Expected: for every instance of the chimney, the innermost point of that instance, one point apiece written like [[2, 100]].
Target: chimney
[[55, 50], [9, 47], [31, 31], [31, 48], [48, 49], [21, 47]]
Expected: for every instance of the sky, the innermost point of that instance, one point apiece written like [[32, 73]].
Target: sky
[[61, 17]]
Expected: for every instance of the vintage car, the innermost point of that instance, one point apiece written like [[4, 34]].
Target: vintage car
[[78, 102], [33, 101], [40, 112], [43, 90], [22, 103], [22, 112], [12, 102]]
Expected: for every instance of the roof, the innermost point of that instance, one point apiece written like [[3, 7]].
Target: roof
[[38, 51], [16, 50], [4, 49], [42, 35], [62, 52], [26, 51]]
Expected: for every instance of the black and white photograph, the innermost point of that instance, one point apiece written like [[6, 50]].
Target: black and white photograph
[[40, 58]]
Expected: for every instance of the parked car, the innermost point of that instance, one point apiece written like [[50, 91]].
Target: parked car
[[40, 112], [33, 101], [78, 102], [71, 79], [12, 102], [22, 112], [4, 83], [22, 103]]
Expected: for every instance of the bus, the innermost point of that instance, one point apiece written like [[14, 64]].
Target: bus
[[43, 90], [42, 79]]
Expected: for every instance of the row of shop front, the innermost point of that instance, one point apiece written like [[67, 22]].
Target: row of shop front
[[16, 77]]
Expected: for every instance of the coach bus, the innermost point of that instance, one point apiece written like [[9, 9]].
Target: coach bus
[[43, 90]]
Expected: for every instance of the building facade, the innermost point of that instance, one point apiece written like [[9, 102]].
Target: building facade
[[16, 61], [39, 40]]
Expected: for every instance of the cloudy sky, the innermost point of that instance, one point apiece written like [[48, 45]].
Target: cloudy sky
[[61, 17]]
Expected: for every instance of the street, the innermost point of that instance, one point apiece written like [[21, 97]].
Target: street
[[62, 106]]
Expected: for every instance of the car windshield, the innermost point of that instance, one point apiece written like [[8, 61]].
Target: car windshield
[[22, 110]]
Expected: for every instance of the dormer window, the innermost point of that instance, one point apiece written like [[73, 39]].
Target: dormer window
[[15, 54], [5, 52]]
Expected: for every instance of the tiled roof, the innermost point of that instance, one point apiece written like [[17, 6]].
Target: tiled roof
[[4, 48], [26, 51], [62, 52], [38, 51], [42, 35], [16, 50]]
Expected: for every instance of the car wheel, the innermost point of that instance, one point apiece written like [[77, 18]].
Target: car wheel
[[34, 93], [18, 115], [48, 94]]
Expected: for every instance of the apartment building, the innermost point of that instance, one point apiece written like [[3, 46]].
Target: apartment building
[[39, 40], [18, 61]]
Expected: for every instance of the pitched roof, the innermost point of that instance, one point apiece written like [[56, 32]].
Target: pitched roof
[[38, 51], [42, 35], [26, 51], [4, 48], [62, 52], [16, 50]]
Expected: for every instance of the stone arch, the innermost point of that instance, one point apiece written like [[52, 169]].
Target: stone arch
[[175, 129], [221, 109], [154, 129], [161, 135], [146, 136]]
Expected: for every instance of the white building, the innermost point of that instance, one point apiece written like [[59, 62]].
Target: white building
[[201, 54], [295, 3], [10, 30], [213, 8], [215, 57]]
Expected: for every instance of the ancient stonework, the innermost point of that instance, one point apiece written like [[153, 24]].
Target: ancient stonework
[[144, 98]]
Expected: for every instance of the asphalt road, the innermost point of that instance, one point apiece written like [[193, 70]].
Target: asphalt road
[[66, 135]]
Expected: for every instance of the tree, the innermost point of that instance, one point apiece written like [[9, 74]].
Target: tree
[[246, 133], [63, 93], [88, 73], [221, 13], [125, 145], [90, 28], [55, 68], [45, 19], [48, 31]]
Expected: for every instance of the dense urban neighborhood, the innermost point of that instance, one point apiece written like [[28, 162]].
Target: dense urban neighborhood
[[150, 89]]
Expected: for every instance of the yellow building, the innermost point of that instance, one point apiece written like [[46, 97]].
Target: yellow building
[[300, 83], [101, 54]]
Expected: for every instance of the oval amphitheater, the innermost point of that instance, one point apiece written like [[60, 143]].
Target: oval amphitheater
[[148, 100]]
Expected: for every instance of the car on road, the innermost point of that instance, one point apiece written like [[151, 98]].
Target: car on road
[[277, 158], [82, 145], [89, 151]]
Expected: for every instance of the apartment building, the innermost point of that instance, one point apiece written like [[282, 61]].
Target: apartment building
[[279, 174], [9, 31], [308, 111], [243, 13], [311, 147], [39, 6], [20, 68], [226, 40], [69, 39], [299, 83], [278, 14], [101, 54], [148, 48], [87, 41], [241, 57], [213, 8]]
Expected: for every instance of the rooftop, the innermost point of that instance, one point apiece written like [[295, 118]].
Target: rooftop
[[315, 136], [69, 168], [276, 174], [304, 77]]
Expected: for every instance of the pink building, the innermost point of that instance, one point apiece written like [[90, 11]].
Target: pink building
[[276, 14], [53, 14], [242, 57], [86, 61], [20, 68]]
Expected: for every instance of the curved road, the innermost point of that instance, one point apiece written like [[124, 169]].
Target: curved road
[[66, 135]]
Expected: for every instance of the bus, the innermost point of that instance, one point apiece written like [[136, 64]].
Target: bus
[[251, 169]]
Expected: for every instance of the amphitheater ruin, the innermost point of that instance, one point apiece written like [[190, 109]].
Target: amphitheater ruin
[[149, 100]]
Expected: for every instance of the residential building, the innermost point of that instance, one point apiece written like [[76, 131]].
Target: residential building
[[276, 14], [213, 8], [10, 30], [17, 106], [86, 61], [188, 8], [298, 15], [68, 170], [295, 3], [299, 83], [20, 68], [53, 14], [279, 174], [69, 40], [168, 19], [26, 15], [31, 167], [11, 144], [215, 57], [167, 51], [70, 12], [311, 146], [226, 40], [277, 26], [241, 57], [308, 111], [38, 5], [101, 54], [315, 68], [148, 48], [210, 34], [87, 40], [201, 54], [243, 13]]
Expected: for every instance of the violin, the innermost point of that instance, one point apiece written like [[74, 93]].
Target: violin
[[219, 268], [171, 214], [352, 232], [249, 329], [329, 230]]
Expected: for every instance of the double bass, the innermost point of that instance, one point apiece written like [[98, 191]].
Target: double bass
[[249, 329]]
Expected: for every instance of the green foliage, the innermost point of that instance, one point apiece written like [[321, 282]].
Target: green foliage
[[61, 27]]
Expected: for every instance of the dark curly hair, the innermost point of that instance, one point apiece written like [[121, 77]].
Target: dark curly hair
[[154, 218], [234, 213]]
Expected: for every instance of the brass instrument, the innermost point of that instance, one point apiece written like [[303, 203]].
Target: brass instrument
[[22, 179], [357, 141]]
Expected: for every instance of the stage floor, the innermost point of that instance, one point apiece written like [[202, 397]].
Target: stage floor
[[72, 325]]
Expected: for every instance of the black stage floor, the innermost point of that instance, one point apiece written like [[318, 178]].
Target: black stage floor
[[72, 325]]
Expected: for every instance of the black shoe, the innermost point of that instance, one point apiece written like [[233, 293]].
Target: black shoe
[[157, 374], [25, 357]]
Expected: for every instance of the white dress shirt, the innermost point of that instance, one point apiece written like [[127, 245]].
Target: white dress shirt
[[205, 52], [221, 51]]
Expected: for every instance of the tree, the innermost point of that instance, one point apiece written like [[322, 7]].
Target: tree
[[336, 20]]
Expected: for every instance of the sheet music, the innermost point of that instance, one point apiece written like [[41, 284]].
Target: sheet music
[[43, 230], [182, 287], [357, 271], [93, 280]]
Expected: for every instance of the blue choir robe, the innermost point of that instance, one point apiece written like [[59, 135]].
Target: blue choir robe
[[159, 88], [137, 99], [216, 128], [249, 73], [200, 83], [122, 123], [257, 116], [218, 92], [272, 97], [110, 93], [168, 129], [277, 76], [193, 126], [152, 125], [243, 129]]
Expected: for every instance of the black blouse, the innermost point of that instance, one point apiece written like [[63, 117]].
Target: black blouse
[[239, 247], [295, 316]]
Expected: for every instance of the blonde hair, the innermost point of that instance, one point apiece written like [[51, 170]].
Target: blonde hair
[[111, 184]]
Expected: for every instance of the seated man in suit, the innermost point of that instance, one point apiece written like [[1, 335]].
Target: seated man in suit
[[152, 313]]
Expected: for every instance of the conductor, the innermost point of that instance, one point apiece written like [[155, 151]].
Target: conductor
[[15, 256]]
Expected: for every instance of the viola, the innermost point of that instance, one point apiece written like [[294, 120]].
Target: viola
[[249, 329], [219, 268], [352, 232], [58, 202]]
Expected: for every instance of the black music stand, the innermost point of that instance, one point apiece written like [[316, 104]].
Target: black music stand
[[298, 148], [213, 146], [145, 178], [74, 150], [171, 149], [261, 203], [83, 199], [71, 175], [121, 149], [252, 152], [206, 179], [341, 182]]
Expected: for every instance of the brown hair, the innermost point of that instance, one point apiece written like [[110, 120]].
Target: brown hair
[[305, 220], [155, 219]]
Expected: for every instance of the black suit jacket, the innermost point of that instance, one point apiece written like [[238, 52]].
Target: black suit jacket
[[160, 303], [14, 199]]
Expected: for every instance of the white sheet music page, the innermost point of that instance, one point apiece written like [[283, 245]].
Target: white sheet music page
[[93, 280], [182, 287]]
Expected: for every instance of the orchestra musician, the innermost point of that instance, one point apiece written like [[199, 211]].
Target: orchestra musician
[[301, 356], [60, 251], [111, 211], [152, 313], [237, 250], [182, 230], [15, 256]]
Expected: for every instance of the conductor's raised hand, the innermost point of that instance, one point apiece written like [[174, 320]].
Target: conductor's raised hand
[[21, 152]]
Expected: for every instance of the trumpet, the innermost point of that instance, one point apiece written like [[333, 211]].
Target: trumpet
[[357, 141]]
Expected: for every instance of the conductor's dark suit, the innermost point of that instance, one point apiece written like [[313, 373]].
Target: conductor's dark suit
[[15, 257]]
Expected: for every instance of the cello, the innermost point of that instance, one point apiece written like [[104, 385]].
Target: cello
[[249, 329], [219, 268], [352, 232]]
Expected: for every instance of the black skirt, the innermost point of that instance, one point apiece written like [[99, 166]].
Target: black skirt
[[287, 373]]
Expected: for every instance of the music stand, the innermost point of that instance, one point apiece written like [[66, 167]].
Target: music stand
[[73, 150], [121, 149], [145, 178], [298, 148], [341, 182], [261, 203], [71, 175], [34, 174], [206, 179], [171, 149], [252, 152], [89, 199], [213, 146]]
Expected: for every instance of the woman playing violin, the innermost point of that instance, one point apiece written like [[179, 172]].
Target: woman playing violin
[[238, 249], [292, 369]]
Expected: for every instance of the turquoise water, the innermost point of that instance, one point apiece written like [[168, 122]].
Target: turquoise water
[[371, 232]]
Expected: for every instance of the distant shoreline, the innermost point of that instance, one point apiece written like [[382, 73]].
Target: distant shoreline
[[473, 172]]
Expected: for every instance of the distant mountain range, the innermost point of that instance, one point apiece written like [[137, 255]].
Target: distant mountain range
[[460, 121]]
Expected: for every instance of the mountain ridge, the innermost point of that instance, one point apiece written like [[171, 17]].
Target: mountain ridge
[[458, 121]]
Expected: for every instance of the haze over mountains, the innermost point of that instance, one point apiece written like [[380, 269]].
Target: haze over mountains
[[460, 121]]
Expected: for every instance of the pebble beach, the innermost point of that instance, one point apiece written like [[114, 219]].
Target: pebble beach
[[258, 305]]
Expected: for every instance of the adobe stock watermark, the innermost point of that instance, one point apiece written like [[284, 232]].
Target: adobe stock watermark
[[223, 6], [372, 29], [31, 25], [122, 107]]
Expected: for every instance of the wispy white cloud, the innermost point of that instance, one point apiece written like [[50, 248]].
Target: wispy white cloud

● ● ● ● ● ● ●

Reproduce the lines of the material between the line containing "Expected: for every instance of the amphitheater" and the line containing "[[205, 52], [221, 51]]", inclusive, substituting "viola" for "violin" wherever it occurs and leaving all else unchanged.

Expected: for every instance of the amphitheater ruin, the innermost point of that instance, one point apiece written like [[190, 109]].
Target: amphitheater ruin
[[149, 100]]
Expected: for every instance of the residential building, the innermost point of that instance, one point apiece written like [[76, 131]].
Target: residential building
[[276, 14], [213, 8], [10, 30], [17, 106], [86, 61], [188, 8], [298, 15], [68, 170], [295, 3], [299, 83], [20, 68], [53, 14], [279, 174], [69, 40], [168, 19], [26, 15], [31, 167], [11, 144], [215, 57], [167, 51], [70, 12], [311, 146], [226, 40], [277, 26], [241, 57], [308, 111], [38, 5], [101, 54], [315, 68], [148, 48], [210, 34], [87, 40], [201, 54], [243, 13]]
Expected: for every instance of the viola, the innermost point of that instance, one point apiece written like [[74, 93]].
Target: viola
[[219, 268], [171, 214], [352, 232], [249, 329], [329, 230]]
Expected: for every instance of the double bass, the innermost point of that instance, one point apiece written like [[98, 191]].
Target: double bass
[[249, 329]]
Expected: for every instance of the green foliage, the innermost point of that instance, one point apiece written like [[321, 282]].
Target: green foliage
[[61, 27]]
Expected: for every instance of the dark curly hair, the innermost point of that instance, one point apiece written like [[121, 77]].
Target: dark curly hair
[[154, 218], [234, 213]]
Expected: for every instance of the brass instrument, the innermost point of that instance, one point apiece written like [[303, 203]].
Target: brass instrument
[[22, 179], [357, 141]]
Expected: for every instance of the stage floor, the innermost point of that instance, one point apiece written like [[202, 397]].
Target: stage floor
[[72, 325]]
Expected: for every instance of the black stage floor, the innermost point of that instance, one point apiece written like [[318, 178]].
Target: black stage floor
[[72, 325]]
Expected: for every instance of the black shoe, the innermost point of that instance, one point apiece written like [[233, 293]].
Target: black shoe
[[157, 374], [25, 357]]
Expected: for every instance of the white dress shirt, the innermost point of that instance, one point apiece written like [[127, 245]].
Target: white dress shirt
[[205, 52], [221, 51]]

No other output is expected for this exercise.